Write out the listing again, exactly as it appears below.

====== ENTRIES PROVIDED

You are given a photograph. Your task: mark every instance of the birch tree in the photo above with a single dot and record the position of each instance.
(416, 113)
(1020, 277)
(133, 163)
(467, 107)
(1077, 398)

============

REPLY TO THE EXERCISE:
You are given a photograph. Your task: mark every instance of the birch tree in the photo above with a single dot and record the position of each instance.
(416, 113)
(1020, 277)
(133, 163)
(467, 107)
(1077, 398)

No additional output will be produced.